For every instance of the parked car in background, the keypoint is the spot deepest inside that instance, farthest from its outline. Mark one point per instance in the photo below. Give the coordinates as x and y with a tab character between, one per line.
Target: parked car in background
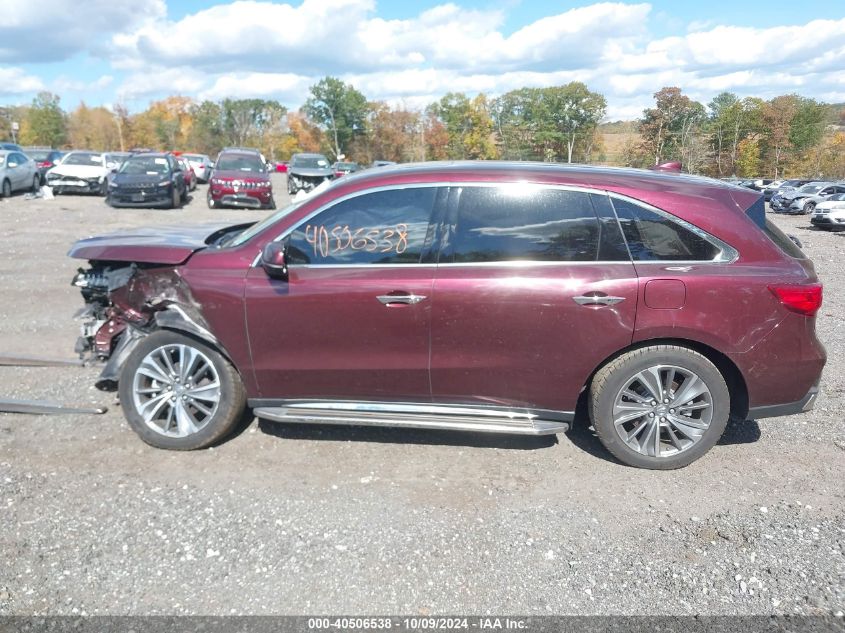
806	203
18	172
148	180
783	202
785	185
79	172
240	179
306	171
44	159
830	214
342	168
664	302
188	171
201	164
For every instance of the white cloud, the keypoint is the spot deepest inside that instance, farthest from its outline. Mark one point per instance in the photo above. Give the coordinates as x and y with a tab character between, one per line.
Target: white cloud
14	81
66	84
53	30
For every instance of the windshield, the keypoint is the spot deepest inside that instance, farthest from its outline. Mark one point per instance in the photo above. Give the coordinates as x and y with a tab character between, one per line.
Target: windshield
239	162
310	162
81	158
145	165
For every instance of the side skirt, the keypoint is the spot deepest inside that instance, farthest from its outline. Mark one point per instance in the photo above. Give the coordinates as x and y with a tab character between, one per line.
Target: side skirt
412	415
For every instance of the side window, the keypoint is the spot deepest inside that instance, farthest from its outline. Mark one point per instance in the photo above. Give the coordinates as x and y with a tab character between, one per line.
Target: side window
497	224
653	236
382	227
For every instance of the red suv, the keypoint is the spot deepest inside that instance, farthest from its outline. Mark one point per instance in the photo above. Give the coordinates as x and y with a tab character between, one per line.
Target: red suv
472	296
240	178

# Required work:
All lines that contain the word "deepest" should be copied from the listing.

# Final answer:
For every instance of the parked car in background, the keypoint is the spot deepest inside that instance, farthest from its outline. Mark one point per instance in the photo below. Give the coordinates as x and y with a tab character between, one per line.
For every instance of the white cloud, the keypoint is the spot deepest inside that instance, farthest from its outline. Mark one point per instance in the photo above. Give the coordinates as x and y with a tab character between, one per line.
For every instance of the windshield, the keypoint is the spot deepest inside that instance, farthest from its outline. Mark one point per instance in the photo above. Give the coordinates as x and y with a tab character between, one per line.
For every instance of the side skirt, the keypoint is the spot deepest inside that instance, farthest from its outline. Mark one point per instance in the photo above. Give the coordinates as x and y with a tab character between, one per line.
For every instance of the side window, the keypoint is the spot deepest inside that instance, farthest from its outline. Mark one point per instance in the photo above. Give the coordinates as x and y with a tab character between, one per line.
For every instance of the red suv, the keypoint is the spot deepest inside that instance, farthest from its outline. Mark one point per instance in the photo above. Give the coordinates as x and y with a tab character between, one per line.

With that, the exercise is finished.